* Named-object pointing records
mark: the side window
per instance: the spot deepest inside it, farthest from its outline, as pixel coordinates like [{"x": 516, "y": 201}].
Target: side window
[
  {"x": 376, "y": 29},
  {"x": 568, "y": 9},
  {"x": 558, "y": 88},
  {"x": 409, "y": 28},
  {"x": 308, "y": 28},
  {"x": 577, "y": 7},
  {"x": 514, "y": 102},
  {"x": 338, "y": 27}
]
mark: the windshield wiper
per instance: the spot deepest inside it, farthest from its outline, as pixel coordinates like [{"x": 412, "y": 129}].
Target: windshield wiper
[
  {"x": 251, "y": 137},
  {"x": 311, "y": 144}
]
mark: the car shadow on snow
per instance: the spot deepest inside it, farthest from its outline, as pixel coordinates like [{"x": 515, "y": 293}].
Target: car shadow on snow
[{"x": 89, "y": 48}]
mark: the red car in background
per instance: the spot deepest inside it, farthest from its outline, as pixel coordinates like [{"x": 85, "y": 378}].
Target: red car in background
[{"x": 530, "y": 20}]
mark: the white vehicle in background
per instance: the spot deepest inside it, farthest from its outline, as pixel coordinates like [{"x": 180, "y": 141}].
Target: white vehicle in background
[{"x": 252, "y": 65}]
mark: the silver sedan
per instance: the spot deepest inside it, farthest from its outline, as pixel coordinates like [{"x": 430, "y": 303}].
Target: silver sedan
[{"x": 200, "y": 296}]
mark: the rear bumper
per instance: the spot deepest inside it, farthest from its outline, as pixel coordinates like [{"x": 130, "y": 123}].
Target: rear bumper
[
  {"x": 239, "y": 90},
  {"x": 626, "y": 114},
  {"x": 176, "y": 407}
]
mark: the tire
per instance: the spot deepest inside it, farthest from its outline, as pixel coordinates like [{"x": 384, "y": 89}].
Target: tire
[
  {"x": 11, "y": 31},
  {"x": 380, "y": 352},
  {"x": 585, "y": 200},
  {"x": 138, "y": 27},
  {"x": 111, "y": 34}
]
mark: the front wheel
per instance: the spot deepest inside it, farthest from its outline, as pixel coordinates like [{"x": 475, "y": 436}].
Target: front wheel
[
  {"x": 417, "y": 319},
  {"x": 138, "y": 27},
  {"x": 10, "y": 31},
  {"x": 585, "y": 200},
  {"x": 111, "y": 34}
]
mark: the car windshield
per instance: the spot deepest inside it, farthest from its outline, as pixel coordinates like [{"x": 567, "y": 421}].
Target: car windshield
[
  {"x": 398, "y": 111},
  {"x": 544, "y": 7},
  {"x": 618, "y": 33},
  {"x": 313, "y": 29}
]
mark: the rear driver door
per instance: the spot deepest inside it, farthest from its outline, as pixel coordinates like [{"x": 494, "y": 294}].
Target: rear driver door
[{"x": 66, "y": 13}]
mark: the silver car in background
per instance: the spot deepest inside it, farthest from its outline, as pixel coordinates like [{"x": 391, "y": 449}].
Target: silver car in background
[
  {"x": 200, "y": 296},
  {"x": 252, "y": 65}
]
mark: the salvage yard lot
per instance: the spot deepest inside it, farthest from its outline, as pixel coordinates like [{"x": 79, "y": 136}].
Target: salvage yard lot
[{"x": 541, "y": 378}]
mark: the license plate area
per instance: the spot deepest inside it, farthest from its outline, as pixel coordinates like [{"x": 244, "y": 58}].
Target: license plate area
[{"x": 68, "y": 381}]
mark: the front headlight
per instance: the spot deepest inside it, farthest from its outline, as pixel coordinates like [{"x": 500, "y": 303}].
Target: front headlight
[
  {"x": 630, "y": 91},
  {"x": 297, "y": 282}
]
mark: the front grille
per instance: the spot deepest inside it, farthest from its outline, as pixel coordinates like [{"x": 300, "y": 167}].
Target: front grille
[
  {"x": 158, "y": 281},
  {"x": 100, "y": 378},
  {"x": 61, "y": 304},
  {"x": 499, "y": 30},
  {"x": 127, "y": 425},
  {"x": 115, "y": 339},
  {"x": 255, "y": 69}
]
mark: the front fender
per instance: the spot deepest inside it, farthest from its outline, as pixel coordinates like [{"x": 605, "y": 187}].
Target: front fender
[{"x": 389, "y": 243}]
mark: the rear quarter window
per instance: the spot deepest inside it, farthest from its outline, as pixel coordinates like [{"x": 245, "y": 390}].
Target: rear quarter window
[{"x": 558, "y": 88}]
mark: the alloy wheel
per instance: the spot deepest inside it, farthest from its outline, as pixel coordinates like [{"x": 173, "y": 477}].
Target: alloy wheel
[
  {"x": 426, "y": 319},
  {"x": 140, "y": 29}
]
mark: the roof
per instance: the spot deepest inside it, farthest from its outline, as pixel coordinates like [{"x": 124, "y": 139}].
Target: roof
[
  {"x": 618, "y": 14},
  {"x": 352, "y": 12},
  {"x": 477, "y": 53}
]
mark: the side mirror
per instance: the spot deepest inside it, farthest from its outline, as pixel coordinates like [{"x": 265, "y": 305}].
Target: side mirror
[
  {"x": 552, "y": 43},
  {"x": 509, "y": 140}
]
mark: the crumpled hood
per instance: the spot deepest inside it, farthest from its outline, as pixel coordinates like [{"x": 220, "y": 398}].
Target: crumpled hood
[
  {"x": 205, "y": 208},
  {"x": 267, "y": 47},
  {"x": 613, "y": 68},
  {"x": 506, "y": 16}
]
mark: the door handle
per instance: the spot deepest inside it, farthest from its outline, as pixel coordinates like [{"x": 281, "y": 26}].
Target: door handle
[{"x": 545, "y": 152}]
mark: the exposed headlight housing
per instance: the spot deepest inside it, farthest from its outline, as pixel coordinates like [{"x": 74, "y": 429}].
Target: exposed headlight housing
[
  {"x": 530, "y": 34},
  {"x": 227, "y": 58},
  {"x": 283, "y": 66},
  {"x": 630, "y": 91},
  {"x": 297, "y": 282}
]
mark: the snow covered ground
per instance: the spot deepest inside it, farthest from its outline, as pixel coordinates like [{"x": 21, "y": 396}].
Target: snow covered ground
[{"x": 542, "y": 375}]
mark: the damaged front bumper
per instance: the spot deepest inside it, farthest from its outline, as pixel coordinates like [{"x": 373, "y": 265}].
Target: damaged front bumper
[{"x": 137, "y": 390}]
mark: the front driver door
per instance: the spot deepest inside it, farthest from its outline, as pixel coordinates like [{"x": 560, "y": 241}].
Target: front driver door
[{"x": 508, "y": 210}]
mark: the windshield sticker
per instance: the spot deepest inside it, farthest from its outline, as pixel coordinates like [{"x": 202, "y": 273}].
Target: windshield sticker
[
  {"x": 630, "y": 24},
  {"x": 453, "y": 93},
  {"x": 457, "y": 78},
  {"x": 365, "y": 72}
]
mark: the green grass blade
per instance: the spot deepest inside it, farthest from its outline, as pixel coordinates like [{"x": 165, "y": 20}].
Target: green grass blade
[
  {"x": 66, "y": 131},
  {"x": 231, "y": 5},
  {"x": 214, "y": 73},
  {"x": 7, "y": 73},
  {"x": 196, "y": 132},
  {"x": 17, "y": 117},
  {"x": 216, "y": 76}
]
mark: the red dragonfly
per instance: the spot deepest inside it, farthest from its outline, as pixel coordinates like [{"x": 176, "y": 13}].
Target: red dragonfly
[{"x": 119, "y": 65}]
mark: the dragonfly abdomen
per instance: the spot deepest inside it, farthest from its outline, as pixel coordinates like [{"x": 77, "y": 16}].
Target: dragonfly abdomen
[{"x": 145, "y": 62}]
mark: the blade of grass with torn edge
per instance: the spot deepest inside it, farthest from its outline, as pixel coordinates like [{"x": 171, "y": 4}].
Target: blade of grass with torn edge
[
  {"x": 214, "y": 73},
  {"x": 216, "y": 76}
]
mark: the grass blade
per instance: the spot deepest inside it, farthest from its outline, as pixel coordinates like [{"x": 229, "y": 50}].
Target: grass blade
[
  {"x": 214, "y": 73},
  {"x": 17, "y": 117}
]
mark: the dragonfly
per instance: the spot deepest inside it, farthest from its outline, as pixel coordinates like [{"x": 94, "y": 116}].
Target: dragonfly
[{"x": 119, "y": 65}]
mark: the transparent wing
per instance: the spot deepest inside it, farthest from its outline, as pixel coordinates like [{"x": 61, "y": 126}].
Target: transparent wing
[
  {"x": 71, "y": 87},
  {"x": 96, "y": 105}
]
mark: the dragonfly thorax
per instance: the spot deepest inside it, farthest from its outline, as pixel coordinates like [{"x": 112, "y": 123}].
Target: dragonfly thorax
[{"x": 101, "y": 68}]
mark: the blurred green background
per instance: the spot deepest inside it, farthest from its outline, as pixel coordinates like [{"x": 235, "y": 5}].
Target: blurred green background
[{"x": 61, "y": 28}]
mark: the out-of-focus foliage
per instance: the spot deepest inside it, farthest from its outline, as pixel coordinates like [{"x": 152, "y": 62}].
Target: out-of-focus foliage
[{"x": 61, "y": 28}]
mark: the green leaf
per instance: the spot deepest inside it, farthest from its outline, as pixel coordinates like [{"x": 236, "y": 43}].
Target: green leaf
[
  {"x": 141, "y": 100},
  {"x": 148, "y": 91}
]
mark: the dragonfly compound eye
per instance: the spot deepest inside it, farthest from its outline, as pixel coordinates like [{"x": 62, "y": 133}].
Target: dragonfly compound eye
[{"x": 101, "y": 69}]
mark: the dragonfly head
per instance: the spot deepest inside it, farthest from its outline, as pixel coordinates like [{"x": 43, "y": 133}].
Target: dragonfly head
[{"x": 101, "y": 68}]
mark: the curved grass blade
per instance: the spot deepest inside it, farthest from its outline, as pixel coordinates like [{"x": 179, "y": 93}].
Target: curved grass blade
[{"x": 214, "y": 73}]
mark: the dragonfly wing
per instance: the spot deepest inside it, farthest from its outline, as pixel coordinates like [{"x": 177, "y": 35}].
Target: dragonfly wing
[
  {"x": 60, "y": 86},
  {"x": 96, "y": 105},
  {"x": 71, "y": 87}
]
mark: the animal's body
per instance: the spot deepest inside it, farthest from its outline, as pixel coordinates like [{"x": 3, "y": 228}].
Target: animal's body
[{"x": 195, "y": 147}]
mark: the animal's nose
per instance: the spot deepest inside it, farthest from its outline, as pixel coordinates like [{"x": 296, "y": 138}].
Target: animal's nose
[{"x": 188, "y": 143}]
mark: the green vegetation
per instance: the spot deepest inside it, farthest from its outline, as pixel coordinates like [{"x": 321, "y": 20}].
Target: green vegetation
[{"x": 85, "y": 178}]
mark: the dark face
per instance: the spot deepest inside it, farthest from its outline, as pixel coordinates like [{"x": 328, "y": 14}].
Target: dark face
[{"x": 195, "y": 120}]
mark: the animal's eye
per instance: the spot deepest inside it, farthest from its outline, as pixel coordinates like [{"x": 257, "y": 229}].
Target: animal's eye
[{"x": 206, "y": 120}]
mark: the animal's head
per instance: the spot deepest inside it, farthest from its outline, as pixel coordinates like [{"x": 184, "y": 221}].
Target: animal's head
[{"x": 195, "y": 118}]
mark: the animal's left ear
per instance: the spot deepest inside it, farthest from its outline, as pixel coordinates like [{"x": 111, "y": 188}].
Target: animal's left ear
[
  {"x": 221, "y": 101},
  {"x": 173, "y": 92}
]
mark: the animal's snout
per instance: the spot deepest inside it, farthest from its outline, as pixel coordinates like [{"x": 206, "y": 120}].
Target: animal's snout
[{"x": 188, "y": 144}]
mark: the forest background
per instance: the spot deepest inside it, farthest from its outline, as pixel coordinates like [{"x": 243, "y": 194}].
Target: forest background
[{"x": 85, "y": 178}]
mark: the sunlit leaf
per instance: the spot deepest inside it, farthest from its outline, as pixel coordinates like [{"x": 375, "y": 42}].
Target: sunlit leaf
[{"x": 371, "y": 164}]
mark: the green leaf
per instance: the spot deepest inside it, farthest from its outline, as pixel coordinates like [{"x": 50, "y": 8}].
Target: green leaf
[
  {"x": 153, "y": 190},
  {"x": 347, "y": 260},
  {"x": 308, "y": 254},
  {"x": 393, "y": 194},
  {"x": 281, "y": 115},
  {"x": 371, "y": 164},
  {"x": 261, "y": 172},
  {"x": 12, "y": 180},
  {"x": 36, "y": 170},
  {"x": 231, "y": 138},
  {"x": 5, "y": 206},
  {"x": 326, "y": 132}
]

* Exercise details
Reproduce exactly the lines from the one with "mark: the animal's eye" through the end of the entries above, both ends included.

* Response to this task
mark: the animal's eye
per instance: the spot deepest inside it, farthest from its outline, as pixel coordinates like [{"x": 257, "y": 229}].
Target: animal's eye
[{"x": 206, "y": 120}]
mark: the animal's head
per instance: the spot deepest inside it, farthest from its outline, as pixel coordinates like [{"x": 184, "y": 221}].
Target: animal's head
[{"x": 195, "y": 118}]
mark: the animal's left ear
per instance: the spot deepest inside it, farthest from its outline, as pixel coordinates like [{"x": 111, "y": 188}].
Target: animal's left ear
[
  {"x": 221, "y": 101},
  {"x": 173, "y": 92}
]
mark: the animal's snout
per instance: the spot deepest inside it, farthest from its outline, as pixel coordinates like [{"x": 206, "y": 120}].
Target: animal's snout
[{"x": 188, "y": 144}]
mark: the forest background
per instance: the spot deepest inside it, farthest from its outline, as pixel coordinates like [{"x": 243, "y": 194}].
Target: forest background
[{"x": 85, "y": 178}]
mark: the sunlit leaf
per instance: the spot deepest inside it, farthest from its outline, as pixel coordinates like [{"x": 375, "y": 42}].
Target: sunlit leaf
[{"x": 371, "y": 164}]
mark: the green leaf
per instance: the spot deepest inside it, farthest from its outline, as pixel coordinates like [{"x": 50, "y": 8}].
Target: green leaf
[
  {"x": 153, "y": 190},
  {"x": 347, "y": 260},
  {"x": 308, "y": 254},
  {"x": 393, "y": 194},
  {"x": 281, "y": 115},
  {"x": 371, "y": 164},
  {"x": 261, "y": 172},
  {"x": 12, "y": 180},
  {"x": 36, "y": 170},
  {"x": 231, "y": 138},
  {"x": 5, "y": 206},
  {"x": 326, "y": 132}
]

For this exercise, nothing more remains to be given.